WORK TO BE COMPLETED:
In the data below, reproduce everything exactly except the images.

EXERCISE MATERIALS:

______________________________

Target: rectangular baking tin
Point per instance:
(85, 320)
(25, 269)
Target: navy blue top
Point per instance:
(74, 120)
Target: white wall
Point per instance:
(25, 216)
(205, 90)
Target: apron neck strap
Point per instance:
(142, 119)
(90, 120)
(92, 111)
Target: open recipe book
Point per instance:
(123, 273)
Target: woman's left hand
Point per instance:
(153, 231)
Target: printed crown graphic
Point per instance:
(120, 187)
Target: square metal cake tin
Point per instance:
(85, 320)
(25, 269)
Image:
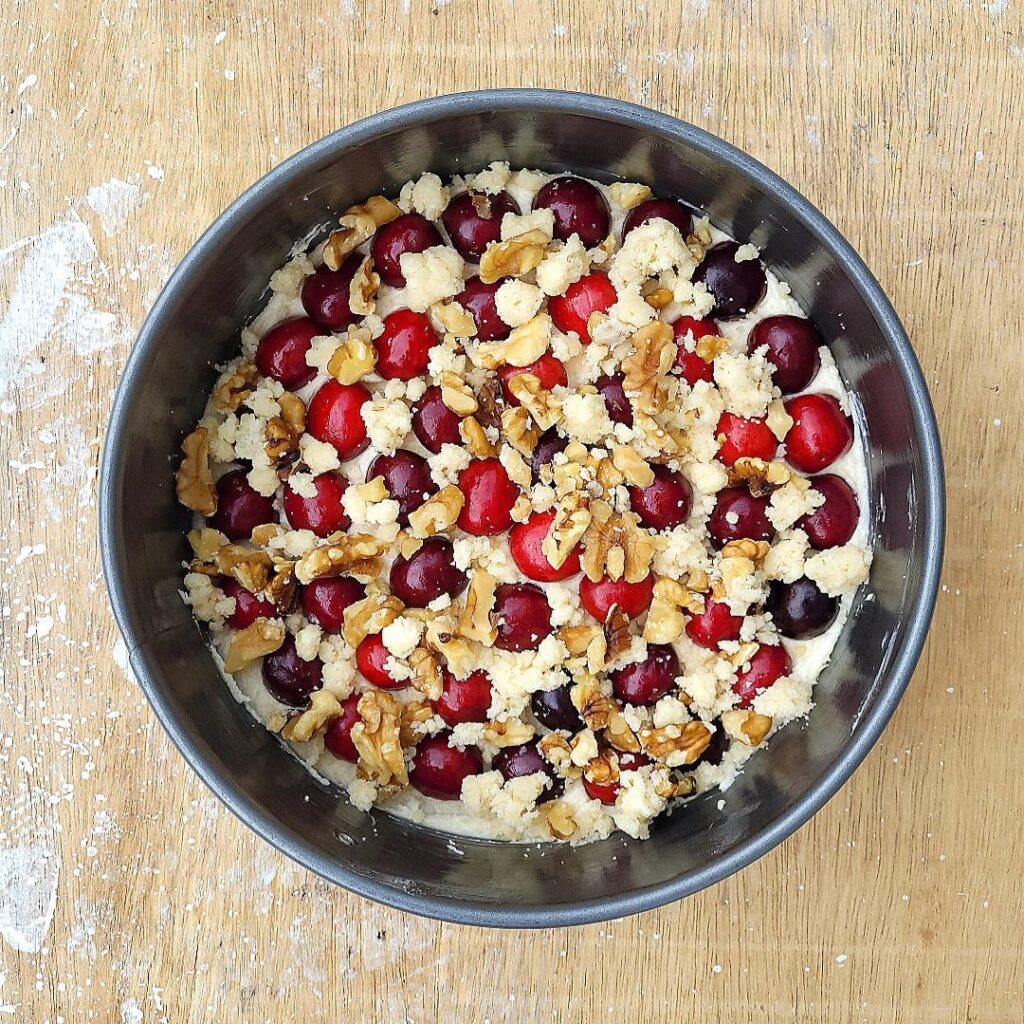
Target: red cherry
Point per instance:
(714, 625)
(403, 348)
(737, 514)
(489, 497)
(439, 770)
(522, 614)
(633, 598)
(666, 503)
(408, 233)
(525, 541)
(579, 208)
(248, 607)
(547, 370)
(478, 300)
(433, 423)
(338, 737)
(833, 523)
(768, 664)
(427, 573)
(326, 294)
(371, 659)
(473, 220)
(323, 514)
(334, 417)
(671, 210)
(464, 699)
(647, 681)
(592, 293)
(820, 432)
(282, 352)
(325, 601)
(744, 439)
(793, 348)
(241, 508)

______________________________

WRITTEN ANSWER:
Target: rectangular baking tin
Point per instance:
(85, 320)
(25, 269)
Target: navy blue top
Point per instance:
(74, 120)
Target: white wall
Point per instance:
(25, 216)
(205, 90)
Target: apron neck strap
Point per instance:
(142, 119)
(90, 120)
(92, 111)
Target: open recipe book
Point per instance:
(123, 273)
Target: woman's left hand
Point per instance:
(153, 231)
Target: printed crown graphic
Point per instance:
(120, 187)
Target: square metal cake tin
Point per instance:
(85, 320)
(25, 269)
Image:
Target: red cherry
Point per instance:
(714, 625)
(403, 348)
(737, 514)
(489, 497)
(439, 770)
(522, 614)
(633, 598)
(666, 503)
(408, 233)
(525, 541)
(579, 208)
(248, 607)
(547, 370)
(478, 300)
(433, 423)
(338, 737)
(833, 523)
(768, 664)
(427, 573)
(326, 294)
(371, 659)
(473, 220)
(323, 514)
(334, 417)
(671, 210)
(464, 699)
(647, 681)
(592, 293)
(820, 432)
(282, 352)
(325, 601)
(744, 439)
(793, 348)
(241, 508)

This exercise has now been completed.